Vorliegender Text ▸

◇ ◇ ◇ ◇ ◇ ◇ ◇

# Hdro Add on



## hdro player (2. Dezember 2007)

Hi
ihr wisst ja das turbine ein Add on für hdro angekündigt hat. Wollte mal fragen ob wer was genaueres weiß oder was ihr denkt welche gebite dazu kommen und all so was.


----------



## SARodiRIEL (2. Dezember 2007)

Zur Zeit sind die Entwickler wohl die Einzigen die wissen was auf uns zukommt 


			Dieser Inhalt steht nur eingeloggten Mitgliedern zur Verfügung.


----------



## Vetaro (2. Dezember 2007)

richtich. Die haupt-andeutung ist immer wieder: Moria.
Ich möchte dazu darauf hinweisen, dass vor Moria ein _Wächter_ im Wasser und der Eingang verschüttet ist.


----------



## hdro player (2. Dezember 2007)

Aber die Minen gäben jede menge quest die werden sie nicht un zu gänglich machen kann mir zwar vorstellen das das ne riesige ini wird aber ahnung hat keiner. 


			Dieser Inhalt steht nur eingeloggten Mitgliedern zur Verfügung.


----------



## DarkSaph (2. Dezember 2007)

Vetaro schrieb:


> richtich. Die haupt-andeutung ist immer wieder: Moria.
> Ich möchte dazu darauf hinweisen, dass vor Moria ein _Wächter_ im Wasser und der Eingang verschüttet ist.



Na lol...ich spiel zwar kein HDRO(noch nicht), aber Moria könnte ich mir doch als Hardcore-Raidini vorstelln.

Ich tippe mal, dass Rohan hinzukommt.


----------



## Kerindor (3. Dezember 2007)

Moria ist zu groß für eine Instanz. Man darf nicht vergessen das Moria die größte aller Zwergenstädte ist und nicht nur Ebenerdig gebaut wurde.

◇ ◇ ◇ ◇ ◇ ◇ ◇

Kurze Aufgabe a ▸ Ermittle, wie viele Zeilen das Wort „background“ enthalten, und nenne nur die Zahl. Groß- und Kleinschreibung ist zu beachten.
Der Text und die Zeilen haben unterschiedliche Herkunft.

Gespeicherte Daten ▸

◇ ◇ ◇ ◇ ◇ ◇ ◇

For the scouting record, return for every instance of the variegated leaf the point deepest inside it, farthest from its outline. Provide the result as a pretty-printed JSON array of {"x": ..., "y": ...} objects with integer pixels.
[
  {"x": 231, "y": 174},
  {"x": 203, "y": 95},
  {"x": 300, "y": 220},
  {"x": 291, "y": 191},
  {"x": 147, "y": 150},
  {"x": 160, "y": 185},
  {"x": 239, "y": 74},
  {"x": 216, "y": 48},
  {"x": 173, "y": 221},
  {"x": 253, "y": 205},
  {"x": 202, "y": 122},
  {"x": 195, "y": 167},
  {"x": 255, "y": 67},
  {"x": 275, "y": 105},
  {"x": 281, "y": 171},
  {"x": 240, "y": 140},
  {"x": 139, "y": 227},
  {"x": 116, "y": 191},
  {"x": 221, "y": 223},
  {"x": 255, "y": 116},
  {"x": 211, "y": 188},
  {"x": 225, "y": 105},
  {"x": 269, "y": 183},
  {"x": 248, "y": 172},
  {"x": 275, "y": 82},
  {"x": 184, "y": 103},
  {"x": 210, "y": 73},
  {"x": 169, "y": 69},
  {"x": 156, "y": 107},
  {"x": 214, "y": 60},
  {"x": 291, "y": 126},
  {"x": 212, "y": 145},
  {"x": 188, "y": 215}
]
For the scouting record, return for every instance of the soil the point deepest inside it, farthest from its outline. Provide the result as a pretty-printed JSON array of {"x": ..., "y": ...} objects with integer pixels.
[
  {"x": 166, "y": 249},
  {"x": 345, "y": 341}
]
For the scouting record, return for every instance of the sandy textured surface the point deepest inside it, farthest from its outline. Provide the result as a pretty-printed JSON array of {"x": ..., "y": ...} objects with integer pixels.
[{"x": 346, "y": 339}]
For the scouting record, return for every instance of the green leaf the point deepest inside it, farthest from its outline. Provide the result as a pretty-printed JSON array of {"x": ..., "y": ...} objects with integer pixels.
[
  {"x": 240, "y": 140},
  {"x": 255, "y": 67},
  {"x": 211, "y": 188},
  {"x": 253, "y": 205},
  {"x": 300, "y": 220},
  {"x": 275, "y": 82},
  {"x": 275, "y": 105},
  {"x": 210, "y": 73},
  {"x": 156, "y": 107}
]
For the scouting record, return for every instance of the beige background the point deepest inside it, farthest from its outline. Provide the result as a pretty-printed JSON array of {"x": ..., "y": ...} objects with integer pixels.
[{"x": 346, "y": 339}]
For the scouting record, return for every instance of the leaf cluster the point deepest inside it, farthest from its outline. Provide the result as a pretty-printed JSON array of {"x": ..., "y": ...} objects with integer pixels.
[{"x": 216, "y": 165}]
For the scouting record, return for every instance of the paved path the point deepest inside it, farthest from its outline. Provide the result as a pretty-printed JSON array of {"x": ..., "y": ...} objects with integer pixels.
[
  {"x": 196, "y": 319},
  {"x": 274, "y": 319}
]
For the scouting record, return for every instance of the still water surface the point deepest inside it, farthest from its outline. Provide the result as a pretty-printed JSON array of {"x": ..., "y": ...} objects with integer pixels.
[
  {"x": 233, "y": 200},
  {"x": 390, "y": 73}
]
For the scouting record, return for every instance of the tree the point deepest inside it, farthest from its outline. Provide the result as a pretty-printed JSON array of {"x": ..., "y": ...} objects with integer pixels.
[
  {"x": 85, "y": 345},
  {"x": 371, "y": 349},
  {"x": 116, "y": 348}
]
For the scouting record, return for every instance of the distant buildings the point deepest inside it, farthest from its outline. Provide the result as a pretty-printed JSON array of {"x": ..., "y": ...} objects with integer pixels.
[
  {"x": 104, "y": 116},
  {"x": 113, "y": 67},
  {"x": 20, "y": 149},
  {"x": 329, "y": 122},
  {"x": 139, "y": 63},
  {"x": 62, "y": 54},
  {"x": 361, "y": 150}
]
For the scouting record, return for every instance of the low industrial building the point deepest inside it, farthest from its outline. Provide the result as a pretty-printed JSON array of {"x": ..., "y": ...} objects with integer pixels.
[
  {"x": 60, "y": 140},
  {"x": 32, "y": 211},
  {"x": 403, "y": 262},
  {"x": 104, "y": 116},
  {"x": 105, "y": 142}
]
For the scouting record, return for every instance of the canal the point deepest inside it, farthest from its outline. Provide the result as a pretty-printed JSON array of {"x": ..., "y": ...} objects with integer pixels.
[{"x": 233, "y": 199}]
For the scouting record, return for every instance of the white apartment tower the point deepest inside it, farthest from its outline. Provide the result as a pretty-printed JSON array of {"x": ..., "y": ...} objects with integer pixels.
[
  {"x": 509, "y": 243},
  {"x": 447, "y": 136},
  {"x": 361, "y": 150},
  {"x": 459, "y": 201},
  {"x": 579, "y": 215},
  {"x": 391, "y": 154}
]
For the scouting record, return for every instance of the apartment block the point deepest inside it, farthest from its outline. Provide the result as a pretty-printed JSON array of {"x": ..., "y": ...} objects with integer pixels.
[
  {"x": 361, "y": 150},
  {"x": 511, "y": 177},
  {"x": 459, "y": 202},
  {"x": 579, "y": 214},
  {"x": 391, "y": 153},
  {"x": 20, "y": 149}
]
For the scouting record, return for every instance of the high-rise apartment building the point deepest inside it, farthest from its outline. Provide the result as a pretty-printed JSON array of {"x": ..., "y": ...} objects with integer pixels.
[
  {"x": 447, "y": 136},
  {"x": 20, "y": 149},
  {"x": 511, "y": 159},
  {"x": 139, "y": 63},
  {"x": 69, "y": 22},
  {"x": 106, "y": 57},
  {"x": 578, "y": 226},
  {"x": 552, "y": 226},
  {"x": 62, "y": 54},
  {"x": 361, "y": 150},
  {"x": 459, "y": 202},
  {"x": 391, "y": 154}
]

◇ ◇ ◇ ◇ ◇ ◇ ◇

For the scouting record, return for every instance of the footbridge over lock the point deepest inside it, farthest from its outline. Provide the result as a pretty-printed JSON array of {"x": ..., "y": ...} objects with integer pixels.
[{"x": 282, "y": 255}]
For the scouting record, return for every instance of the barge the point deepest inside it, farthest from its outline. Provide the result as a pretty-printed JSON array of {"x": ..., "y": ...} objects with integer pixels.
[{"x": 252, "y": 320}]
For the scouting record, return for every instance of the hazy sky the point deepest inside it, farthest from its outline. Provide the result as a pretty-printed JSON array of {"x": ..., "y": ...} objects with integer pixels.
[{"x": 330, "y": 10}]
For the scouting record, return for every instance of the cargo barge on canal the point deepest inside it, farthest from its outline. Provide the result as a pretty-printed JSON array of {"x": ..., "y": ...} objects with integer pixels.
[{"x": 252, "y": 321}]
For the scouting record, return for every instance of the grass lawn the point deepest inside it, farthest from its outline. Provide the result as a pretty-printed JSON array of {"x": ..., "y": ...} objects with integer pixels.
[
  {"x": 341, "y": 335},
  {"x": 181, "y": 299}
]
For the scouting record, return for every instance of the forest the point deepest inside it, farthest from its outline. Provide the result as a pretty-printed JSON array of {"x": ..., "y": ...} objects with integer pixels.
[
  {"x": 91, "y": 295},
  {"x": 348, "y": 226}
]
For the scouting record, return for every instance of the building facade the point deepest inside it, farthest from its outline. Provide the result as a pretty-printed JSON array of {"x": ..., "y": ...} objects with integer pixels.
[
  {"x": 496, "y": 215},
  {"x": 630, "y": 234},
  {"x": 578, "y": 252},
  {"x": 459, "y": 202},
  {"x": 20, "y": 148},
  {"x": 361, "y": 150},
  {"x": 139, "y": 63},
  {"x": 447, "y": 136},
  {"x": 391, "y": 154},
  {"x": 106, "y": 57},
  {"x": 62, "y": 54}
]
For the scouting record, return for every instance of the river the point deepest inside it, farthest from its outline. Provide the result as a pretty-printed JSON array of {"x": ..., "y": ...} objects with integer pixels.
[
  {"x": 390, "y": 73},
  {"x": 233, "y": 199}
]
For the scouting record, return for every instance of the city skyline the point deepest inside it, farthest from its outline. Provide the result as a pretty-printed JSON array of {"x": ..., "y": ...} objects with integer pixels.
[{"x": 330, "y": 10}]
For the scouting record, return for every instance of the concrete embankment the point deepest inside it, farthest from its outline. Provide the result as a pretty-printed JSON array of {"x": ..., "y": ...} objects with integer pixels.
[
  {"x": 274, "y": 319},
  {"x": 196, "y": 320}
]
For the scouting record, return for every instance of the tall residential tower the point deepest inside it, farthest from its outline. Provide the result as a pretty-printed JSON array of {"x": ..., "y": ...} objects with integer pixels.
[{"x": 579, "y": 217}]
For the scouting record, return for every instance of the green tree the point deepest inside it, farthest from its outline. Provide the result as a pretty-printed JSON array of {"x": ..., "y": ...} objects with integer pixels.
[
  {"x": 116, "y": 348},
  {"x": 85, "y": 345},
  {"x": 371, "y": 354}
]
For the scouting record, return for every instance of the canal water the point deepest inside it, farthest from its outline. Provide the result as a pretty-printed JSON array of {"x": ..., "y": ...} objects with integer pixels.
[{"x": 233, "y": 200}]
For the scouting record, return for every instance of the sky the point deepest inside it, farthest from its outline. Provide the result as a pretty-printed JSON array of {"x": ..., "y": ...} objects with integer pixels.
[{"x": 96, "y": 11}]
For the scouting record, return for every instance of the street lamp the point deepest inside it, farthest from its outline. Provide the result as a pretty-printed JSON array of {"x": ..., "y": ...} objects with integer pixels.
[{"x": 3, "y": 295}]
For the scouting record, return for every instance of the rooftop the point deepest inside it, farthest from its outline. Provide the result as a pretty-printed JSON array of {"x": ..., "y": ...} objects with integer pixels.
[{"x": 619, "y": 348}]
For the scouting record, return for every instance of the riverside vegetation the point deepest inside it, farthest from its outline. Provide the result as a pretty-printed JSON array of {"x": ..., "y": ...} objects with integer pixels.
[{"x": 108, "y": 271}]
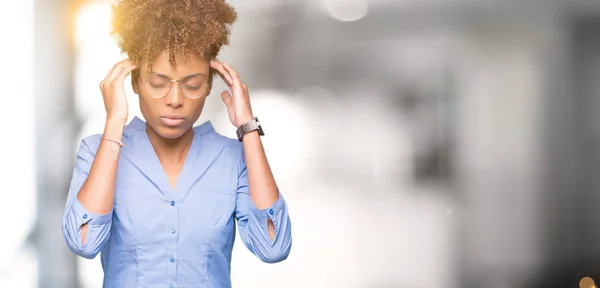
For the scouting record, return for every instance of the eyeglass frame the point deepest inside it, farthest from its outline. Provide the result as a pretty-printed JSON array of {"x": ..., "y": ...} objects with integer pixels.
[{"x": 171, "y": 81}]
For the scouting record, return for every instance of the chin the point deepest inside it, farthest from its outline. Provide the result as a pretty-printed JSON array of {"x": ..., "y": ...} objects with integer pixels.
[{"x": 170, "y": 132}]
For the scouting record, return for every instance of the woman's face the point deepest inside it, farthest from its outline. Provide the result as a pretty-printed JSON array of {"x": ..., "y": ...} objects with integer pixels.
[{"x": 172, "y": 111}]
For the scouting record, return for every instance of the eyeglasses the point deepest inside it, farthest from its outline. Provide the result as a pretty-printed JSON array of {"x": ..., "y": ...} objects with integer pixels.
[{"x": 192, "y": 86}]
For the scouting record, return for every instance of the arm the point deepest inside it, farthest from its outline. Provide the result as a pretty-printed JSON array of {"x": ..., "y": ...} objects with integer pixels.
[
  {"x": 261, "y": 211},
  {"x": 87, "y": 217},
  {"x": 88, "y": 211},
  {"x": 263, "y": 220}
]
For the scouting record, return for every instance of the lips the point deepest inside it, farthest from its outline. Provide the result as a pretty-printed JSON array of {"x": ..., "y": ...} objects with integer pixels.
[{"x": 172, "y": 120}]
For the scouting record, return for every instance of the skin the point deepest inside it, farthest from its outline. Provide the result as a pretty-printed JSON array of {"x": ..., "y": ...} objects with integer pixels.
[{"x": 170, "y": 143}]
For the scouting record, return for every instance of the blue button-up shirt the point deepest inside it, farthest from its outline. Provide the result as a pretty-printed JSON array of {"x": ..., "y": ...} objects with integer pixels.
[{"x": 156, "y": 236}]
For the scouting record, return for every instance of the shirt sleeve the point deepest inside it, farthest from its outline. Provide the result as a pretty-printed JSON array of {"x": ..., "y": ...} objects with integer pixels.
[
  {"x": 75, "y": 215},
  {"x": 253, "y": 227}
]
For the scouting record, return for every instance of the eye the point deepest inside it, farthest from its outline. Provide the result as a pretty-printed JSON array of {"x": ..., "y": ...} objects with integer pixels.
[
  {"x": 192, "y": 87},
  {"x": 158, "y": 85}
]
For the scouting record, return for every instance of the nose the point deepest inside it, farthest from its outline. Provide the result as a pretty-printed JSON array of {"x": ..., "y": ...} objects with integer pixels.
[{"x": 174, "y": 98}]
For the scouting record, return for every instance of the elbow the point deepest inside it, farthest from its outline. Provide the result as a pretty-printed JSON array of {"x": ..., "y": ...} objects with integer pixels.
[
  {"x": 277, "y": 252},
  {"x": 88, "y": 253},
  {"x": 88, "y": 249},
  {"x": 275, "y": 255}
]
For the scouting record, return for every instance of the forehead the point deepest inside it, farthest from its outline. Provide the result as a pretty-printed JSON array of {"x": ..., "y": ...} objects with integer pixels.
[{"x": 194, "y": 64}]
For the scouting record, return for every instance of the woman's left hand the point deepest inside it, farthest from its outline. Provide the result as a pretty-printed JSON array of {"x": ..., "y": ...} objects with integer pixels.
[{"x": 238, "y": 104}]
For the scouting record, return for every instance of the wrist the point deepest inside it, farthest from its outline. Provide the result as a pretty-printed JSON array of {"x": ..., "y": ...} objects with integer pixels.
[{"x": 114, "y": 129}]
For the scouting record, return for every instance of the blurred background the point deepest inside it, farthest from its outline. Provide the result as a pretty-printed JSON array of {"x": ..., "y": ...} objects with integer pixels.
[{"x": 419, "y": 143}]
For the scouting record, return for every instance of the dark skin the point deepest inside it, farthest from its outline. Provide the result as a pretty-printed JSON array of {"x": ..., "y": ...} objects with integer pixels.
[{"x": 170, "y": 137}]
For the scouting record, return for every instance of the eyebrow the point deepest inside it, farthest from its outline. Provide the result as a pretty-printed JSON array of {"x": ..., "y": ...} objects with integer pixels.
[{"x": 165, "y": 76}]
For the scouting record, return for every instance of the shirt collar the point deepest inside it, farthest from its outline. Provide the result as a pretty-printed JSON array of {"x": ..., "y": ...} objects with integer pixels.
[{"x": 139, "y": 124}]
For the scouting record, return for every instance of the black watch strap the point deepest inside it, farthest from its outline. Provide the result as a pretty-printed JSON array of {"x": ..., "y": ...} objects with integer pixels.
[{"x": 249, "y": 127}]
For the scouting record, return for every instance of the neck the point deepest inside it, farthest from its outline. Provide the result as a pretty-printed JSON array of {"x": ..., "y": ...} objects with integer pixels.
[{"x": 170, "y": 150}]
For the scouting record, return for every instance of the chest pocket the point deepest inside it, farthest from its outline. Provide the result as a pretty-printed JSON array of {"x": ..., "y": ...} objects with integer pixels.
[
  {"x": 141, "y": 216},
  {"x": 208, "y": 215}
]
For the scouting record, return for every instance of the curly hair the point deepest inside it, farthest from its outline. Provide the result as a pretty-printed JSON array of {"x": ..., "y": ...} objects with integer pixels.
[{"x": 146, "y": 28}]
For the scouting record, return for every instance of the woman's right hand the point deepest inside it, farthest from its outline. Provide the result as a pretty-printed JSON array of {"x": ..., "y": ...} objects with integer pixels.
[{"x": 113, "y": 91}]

◇ ◇ ◇ ◇ ◇ ◇ ◇

Kurze Aufgabe b ▸ Prüfe für jede Aussage, ob sie mit dem Forumsthread übereinstimmt, und antworte jeweils mit Ja oder Nein samt den entscheidenden Worten wörtlich zitiert: (i) Kerindor hält Moria für zu groß für eine Instanz. (ii) DarkSaph spielt bereits HDRO. (iii) DarkSaph rechnet damit, dass Rohan hinzukommt.

Vollständige Antwort a ▸ 2

Vollständige Antwort b ▸
(i) Ja: „Moria ist zu groß für eine Instanz.“
(ii) Nein: „ich spiel zwar kein HDRO(noch nicht)“
(iii) Ja: „Ich tippe mal, dass Rohan hinzukommt.“